> _Istruzioni_
1) Secondo l'intervista a Serena Ionta, in quale anno Rino Gaetano portò l'ukulele sul palco di Sanremo?
2) Trascrivi tal quali le righe poste dopo il testo, dalla prima fino a quella che contiene "Outline every instance of the curtain", entrambe incluse. Ometti le immagini.

> _Testo fornito_
-.-.-
Serena Ionta si racconta: “Ukulele un colpo di fulmine, la svolta su Instagram. E quella bocciatura…”. Serena Ionta si racconta, la cantante e ukulelista di Latina, 29 anni, ripercorre le tappe più significative della sua vita vita professionale in una intervista a ‘Io Donna’. Ve ne proponiamo alcuni passaggi.
“Serepocaiontas”.
«Me l’affibbiarono i compagni del liceo, l’ho conservato come nome d’arte»
Cos’altro c’era che non sapeva dell’ukulele?
“Nasce dall’adattamento del cavaquinho portoghese. Iil musicista più famoso è stato l’hawaiano Israel Kamakawiwo’ole. Nel 2013 Violetta Zironi l’aveva introdotto a X Factor e il primo a portarlo sul palco di Sanremo fu Rino Gaetano nel 1978 con Gianna. Lui usava l’ukulele soprano, io preferisco il tenore (le categorie sono sei: sopranino, soprano, concerto, tenore, baritono, basso, ndr). In conclusione, avevo ben poche conoscenze…”.
Ma allora da dove arriva questa scelta piuttosto originale?
“Da un colpo di fulmine. L’ho visto nella vetrina di un negozio sei-sette anni fa, proprio quando cercavo uno strumento “gioioso” che mi tenesse compagnia: mi ero trasferita da Latina per studiare alla Bocconi e soffrivo un po’ di solitudine. Era accessibile per il prezzo (bastano 60-70 euro per uno buono), super portatile (lo infili nello zaino), abbastanza immediato: in una sola settimana avevo imparato due-tre motivi”.
Ma aveva studiato musica in precedenza.
“Sì. Ho iniziato a sette anni con la chitarra classica, a 14 i miei mi hanno proposto di scegliere tra motorino e pianoforte, e… nessun dubbio: il piano. A 15, mi sono dedicata al canto, all’inizio pop (Elisa e Giorgia le mie predilette), dopo jazz. D’estate frequentavo seminari con il fidanzato di allora, un sassofonista. Ho sempre voluto fare la cantante”.
[…] Ricorda il primo?
“Certo! Quell’alberello laggiù, dedicata a una pianta solitaria nel giardino delle elementari. Una cosa tristissima, si intuiva che la mia cifra sarebbe stata la malinconia (ride)! Ero appassionatissima di Dido e mi sforzavo di imitarla in inglese. Ma quanti pomeriggi passati a cantare Tiziano Ferro, che è di Latina come me. Neppure la delusione mi fermò”.
-.-.-
Record di annotazione delle immagini:
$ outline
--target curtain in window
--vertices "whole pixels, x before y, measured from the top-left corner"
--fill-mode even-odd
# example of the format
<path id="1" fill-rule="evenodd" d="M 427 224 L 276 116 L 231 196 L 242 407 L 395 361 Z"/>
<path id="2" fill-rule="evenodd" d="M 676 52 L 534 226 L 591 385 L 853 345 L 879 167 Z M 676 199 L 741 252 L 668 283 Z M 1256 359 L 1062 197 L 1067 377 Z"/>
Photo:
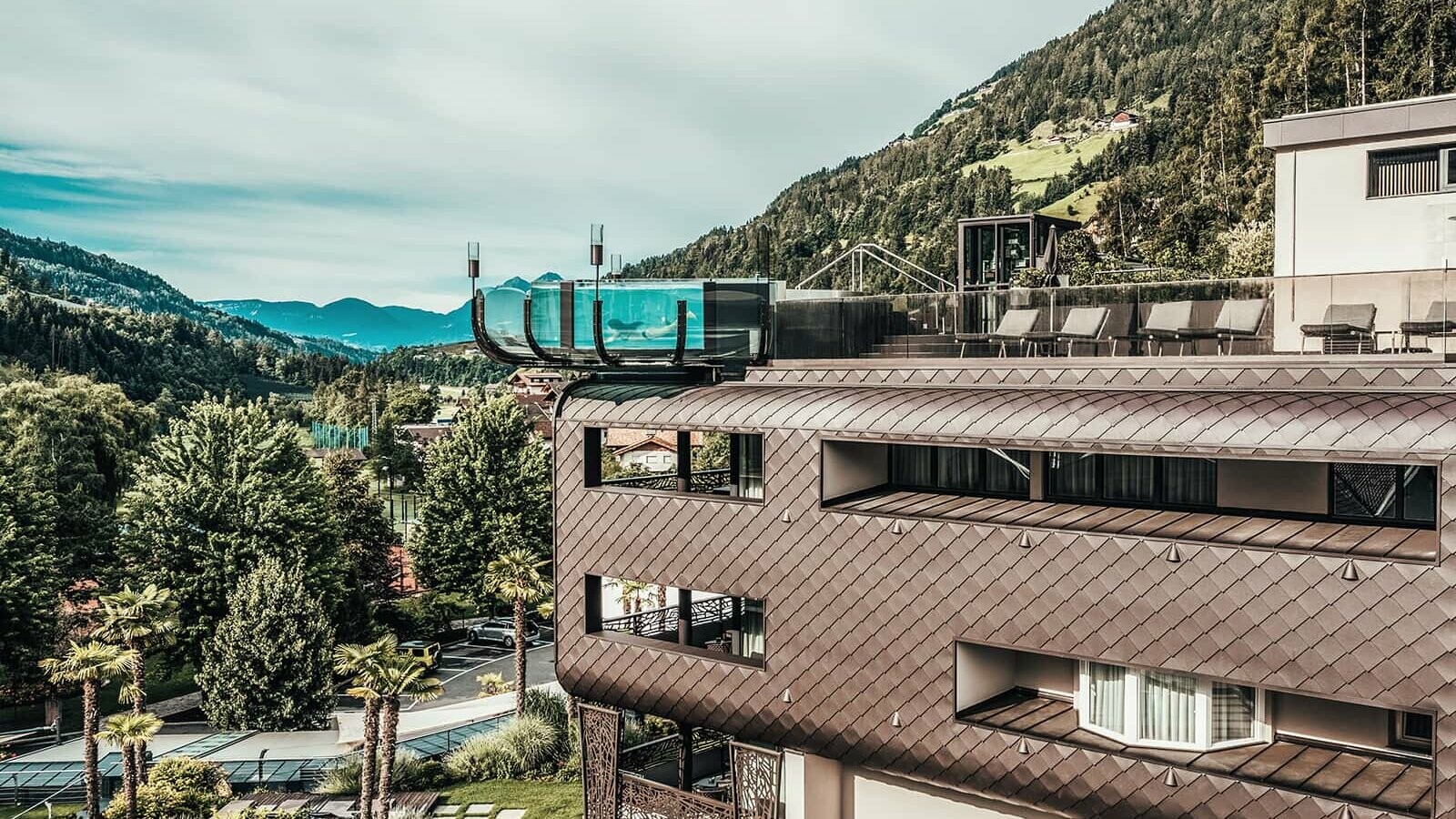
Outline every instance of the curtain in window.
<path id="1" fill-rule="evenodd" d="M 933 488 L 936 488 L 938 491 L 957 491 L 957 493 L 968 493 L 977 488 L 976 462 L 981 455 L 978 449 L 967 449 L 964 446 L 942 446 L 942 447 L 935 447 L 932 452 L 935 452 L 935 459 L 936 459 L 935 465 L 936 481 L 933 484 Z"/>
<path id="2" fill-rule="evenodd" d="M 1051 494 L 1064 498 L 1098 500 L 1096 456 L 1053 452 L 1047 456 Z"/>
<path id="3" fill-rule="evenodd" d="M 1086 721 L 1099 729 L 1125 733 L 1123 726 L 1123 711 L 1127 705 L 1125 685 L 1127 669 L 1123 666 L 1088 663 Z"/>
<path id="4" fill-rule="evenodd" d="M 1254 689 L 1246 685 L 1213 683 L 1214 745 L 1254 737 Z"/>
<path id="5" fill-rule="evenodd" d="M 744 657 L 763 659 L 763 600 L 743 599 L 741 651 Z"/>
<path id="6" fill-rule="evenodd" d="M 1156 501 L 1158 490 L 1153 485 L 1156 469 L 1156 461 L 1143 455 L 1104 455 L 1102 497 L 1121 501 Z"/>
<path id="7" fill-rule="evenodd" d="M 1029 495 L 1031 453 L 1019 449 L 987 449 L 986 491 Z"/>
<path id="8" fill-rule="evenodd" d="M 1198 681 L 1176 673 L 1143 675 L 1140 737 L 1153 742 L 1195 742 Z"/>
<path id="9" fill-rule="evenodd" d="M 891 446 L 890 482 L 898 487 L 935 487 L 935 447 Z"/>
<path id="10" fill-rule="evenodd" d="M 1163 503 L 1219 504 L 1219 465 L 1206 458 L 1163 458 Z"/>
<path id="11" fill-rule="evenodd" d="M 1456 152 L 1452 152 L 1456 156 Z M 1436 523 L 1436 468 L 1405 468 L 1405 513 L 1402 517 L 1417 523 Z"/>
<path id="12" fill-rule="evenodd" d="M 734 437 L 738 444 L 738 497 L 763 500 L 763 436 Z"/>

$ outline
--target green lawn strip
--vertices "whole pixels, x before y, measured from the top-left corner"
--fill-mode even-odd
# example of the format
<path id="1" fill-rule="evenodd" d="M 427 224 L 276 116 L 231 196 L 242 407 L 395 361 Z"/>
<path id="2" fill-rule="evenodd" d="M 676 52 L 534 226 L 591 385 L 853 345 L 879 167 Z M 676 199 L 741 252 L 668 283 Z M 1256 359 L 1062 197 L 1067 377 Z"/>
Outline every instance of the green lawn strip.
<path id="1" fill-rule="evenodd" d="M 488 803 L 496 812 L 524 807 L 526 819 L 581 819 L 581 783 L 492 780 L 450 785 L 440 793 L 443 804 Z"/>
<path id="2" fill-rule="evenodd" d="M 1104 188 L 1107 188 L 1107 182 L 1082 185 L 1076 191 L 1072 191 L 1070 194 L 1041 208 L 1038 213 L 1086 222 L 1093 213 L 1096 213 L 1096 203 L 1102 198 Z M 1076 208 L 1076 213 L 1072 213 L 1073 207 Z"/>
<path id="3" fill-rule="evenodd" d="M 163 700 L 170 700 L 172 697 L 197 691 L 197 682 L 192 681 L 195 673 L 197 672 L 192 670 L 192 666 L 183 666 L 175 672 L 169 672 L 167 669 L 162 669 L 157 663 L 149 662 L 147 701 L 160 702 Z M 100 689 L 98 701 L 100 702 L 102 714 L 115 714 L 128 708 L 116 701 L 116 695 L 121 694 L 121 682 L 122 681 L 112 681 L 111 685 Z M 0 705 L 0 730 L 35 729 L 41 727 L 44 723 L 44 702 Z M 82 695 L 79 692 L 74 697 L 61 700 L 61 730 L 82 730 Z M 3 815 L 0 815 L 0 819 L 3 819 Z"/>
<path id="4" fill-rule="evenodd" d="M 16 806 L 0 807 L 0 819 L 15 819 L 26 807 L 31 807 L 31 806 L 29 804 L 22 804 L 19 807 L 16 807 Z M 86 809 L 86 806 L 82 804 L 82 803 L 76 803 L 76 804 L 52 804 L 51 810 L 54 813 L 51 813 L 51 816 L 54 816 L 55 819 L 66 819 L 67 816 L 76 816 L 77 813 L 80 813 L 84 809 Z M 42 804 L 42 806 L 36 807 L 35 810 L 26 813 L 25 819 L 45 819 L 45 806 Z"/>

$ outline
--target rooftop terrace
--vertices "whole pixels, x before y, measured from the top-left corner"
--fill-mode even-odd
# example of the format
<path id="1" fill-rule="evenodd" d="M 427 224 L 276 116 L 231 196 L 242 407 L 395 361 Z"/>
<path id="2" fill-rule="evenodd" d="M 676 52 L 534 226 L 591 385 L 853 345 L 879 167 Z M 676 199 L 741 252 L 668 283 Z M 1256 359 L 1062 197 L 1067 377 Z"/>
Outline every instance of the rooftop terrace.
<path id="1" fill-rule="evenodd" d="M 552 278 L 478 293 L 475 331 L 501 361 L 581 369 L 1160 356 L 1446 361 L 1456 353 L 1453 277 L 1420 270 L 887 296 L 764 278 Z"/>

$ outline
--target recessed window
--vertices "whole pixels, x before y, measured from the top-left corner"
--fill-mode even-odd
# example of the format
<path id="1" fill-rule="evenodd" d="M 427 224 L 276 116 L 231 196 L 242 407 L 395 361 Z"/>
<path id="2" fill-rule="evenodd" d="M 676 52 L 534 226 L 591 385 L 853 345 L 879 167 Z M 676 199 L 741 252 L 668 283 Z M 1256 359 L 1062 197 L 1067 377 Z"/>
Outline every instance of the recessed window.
-.-.-
> _Risposte_
1) Nel 1978.

2)
$ outline
--target curtain in window
--vertices "whole pixels, x before y, measured from the top-left corner"
--fill-mode even-odd
# example of the format
<path id="1" fill-rule="evenodd" d="M 427 224 L 276 116 L 231 196 L 242 407 L 395 361 Z"/>
<path id="2" fill-rule="evenodd" d="M 676 52 L 534 226 L 591 385 L 853 345 L 879 167 Z M 676 199 L 741 252 L 668 283 Z M 1256 359 L 1062 197 L 1067 377 Z"/>
Photo:
Outline every instance of the curtain in window.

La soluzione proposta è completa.